Every two weeks until June, she and I meet for two hours in a coffee shop to go over the 10-20 new poems/revisions I’ve emailed her. Besides being enchanted by her gentle nature and South African accent, here’s what I’ve gained/learned:

1. An understanding of line breaks. I used to begin lines with a bomb-dropping words and leave my frayed pronouns and prepositions dangling at the ends. Meira taught me that the end is more important than the beginning. I know I’ve internalized good breaks because last week I gave her a poem with naughty breaks that worked well, and she said I’d broken the rule effectively. You can’t break until you’ve got it.

2. Metaphors need to carry forward; for example, if children are circling me like hot popcorn, they can’t immediately chant. Burst or snap, perhaps, but not chant. If I’m inside a womb, the images need to be round; no frames or borders here, only rainbows.

3. The psychological transparency of pronouns. Pronouns reveal a poet’s anxieties (Are they my ancestors or ours? Is it my childhood home or theirs?) but they (or I) doesn’t need therapy before we can fix the poem.

4. Capitals at the beginning of each line is outdated. Get with the 21st century program.

━━━━━━━━━━━━━━━━━━━━

- Problem statement: Reproduce word for word everything in the poetry lessons text from "Every two weeks" down to "you’ve got it.".

━━━━━━━━━━━━━━━━━━━━

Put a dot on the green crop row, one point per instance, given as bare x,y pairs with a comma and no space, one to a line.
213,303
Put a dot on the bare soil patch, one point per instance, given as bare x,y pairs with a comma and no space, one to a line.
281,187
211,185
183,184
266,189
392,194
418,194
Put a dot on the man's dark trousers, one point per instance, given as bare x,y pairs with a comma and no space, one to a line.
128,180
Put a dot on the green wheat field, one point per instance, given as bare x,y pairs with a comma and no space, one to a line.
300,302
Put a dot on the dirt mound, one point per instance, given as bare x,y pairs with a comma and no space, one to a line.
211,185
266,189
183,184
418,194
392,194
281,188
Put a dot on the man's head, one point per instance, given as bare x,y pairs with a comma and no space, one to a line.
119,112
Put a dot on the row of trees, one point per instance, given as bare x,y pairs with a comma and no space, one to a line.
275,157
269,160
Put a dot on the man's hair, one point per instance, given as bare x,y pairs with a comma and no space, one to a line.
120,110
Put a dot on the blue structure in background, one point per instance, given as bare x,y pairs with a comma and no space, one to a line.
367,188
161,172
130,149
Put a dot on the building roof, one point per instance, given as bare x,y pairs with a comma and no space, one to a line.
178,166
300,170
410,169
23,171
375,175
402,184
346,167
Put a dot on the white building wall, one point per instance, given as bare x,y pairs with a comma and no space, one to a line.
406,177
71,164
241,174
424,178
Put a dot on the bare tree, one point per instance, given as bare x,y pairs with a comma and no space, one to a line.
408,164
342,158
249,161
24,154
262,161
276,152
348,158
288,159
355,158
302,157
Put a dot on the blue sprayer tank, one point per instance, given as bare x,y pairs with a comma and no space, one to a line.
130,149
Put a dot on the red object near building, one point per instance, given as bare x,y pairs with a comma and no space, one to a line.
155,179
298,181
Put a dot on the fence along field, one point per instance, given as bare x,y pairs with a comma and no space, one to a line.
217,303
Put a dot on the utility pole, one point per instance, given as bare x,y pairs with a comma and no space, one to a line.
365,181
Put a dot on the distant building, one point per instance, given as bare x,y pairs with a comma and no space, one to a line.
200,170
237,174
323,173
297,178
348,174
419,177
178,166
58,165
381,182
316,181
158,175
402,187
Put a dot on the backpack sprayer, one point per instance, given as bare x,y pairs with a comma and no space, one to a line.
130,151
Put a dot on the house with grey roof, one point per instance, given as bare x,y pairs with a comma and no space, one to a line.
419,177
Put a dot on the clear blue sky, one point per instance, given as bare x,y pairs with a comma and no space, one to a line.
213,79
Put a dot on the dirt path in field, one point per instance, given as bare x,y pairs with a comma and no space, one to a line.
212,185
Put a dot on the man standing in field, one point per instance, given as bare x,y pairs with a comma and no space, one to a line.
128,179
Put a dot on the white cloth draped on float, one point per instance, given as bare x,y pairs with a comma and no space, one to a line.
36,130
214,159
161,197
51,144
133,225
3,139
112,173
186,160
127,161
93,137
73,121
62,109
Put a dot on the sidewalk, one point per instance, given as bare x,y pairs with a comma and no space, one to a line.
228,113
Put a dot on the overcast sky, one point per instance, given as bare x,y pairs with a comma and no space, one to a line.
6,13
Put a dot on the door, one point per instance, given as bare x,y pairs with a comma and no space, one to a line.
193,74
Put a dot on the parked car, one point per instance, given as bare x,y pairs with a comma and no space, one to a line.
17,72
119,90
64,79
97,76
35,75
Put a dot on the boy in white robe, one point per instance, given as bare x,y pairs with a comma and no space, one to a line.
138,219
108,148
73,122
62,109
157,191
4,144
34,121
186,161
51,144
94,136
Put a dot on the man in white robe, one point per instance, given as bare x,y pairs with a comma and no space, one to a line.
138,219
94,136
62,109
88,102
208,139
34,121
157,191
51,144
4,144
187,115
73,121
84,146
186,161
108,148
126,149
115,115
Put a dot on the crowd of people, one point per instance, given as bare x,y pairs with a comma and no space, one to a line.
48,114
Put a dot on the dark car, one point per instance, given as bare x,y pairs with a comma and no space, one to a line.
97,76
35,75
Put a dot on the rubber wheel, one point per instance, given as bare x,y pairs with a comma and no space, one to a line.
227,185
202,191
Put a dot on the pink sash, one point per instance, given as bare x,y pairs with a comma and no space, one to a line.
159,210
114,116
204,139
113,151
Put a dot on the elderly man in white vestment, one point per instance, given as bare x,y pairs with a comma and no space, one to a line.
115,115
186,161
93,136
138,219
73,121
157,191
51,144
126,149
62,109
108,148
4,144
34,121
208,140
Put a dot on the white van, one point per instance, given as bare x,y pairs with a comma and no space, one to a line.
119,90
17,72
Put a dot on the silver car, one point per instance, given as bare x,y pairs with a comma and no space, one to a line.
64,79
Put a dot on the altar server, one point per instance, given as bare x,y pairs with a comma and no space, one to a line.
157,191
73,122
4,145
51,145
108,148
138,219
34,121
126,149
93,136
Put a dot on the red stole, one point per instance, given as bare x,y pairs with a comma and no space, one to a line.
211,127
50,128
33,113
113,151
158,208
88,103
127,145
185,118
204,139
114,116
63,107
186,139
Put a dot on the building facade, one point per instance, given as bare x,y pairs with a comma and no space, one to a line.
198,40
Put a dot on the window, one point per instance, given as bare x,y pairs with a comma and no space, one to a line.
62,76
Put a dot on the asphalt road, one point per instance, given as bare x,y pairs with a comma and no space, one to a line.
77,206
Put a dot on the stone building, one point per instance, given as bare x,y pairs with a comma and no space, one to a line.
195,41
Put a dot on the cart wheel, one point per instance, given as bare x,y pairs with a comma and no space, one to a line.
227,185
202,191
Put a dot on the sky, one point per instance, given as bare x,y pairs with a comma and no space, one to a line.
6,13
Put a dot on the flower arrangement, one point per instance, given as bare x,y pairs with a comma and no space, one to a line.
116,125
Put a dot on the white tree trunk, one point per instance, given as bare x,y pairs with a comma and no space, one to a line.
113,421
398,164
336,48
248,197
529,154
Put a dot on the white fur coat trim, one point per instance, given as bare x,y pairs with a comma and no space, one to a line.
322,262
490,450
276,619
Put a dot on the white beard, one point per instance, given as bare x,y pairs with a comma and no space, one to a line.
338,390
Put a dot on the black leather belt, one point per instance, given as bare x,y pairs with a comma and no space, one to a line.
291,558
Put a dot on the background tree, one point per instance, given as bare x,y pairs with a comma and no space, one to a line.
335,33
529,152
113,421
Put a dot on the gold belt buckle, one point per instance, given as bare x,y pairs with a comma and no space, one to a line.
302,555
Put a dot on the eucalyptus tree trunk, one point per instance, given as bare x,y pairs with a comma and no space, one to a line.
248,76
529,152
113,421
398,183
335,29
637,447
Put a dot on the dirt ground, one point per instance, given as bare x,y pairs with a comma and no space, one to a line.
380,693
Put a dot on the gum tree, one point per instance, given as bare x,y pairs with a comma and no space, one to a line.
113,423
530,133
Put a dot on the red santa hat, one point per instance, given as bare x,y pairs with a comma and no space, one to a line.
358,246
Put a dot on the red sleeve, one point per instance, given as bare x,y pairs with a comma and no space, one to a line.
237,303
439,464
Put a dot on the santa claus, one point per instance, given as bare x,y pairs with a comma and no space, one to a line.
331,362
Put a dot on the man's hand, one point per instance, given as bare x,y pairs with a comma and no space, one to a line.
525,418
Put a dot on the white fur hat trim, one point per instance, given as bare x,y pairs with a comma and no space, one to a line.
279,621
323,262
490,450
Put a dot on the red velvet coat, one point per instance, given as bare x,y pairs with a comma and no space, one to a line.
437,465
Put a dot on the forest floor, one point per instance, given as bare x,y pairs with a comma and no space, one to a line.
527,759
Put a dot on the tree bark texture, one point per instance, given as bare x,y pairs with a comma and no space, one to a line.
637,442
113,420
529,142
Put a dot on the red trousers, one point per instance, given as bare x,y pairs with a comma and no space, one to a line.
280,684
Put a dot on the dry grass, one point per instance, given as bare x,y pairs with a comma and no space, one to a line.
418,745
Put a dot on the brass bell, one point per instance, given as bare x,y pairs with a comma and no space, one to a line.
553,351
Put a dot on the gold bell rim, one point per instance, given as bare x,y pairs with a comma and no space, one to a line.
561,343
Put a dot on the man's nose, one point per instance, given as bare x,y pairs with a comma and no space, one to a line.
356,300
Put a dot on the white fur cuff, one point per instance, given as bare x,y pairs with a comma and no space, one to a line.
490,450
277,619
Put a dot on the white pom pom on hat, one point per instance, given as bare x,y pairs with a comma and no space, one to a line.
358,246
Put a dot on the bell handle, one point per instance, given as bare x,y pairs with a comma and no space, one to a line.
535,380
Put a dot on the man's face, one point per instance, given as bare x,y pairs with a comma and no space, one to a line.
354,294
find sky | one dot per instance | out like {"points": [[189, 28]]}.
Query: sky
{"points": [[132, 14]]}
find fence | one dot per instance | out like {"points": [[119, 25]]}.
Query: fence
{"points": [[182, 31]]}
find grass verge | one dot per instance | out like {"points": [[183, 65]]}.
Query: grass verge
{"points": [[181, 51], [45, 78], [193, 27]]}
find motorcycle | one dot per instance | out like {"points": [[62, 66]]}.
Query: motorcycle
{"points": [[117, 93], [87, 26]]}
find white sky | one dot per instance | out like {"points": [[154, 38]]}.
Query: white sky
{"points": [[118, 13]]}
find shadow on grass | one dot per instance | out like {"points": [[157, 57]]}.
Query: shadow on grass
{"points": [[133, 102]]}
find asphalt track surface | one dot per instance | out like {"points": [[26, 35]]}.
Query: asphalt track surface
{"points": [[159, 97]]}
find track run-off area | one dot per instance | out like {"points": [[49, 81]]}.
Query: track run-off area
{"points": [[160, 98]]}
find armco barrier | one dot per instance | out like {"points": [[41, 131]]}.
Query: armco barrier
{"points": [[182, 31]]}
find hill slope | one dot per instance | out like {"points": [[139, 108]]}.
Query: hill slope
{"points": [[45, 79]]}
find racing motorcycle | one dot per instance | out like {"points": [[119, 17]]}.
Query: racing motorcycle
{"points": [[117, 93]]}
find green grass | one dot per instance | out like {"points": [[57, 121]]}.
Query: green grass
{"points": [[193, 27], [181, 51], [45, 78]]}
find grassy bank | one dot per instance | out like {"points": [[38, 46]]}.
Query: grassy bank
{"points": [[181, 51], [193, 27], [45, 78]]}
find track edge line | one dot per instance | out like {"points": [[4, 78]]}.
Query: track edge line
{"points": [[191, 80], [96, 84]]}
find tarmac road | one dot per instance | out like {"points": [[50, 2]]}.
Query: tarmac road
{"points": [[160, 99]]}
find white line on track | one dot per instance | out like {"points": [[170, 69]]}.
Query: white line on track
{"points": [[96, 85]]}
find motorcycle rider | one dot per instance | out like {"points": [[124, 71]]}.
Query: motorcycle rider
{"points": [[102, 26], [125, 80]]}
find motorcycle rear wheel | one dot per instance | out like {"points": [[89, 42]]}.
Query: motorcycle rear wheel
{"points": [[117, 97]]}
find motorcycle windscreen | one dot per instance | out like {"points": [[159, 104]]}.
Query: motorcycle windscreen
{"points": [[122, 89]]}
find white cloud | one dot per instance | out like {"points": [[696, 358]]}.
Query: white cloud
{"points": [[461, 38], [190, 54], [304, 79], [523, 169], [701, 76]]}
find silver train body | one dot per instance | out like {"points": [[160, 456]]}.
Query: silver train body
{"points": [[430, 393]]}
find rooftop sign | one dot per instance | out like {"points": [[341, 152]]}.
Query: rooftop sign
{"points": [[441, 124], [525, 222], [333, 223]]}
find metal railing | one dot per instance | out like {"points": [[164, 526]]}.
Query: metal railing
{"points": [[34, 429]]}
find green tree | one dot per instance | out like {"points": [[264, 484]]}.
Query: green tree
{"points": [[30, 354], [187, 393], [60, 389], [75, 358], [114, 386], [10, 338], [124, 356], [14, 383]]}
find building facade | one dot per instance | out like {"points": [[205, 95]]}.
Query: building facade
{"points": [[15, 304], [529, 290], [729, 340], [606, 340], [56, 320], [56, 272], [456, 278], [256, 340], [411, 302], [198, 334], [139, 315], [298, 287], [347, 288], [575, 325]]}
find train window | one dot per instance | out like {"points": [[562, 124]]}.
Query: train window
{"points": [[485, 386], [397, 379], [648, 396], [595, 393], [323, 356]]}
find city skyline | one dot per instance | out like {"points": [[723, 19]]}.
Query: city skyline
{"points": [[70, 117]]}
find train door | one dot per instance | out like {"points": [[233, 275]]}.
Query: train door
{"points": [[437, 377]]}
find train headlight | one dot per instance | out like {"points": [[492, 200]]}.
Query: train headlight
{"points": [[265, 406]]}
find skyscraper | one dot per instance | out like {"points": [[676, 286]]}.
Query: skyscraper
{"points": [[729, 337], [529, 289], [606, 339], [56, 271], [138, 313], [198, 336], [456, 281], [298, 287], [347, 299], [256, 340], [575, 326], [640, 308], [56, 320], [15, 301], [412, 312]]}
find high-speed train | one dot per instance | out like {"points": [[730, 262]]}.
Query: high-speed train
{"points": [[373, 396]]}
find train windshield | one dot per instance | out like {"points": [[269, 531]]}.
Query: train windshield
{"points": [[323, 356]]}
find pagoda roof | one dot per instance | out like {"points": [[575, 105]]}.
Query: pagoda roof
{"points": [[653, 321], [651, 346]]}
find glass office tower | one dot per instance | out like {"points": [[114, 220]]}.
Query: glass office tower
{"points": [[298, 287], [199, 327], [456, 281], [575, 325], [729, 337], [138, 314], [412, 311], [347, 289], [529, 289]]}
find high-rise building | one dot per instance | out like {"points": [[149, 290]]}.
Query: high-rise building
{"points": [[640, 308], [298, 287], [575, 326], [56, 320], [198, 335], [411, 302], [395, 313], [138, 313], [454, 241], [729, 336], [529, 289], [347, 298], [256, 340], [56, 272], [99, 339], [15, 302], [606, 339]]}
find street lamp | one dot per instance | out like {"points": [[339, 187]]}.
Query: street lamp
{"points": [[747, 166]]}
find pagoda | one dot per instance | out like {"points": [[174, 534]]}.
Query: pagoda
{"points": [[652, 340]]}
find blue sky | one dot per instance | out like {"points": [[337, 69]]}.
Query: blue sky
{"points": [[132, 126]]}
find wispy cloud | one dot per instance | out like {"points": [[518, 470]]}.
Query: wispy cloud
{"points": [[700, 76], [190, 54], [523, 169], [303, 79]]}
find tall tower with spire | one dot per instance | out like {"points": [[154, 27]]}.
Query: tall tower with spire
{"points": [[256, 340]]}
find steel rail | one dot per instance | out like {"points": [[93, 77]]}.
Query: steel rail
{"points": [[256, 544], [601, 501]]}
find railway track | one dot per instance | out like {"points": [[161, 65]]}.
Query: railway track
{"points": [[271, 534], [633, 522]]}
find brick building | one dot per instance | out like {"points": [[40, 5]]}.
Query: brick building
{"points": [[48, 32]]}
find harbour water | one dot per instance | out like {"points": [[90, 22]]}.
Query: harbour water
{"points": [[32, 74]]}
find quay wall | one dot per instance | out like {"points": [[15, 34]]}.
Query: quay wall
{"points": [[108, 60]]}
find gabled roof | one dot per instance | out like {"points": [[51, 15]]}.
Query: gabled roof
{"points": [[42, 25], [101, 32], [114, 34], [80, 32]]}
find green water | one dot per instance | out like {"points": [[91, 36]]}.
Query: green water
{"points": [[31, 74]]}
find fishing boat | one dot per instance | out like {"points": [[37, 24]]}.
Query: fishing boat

━━━━━━━━━━━━━━━━━━━━

- Task output:
Every two weeks until June, she and I meet for two hours in a coffee shop to go over the 10-20 new poems/revisions I’ve emailed her. Besides being enchanted by her gentle nature and South African accent, here’s what I’ve gained/learned:

1. An understanding of line breaks. I used to begin lines with a bomb-dropping words and leave my frayed pronouns and prepositions dangling at the ends. Meira taught me that the end is more important than the beginning. I know I’ve internalized good breaks because last week I gave her a poem with naughty breaks that worked well, and she said I’d broken the rule effectively. You can’t break until you’ve got it.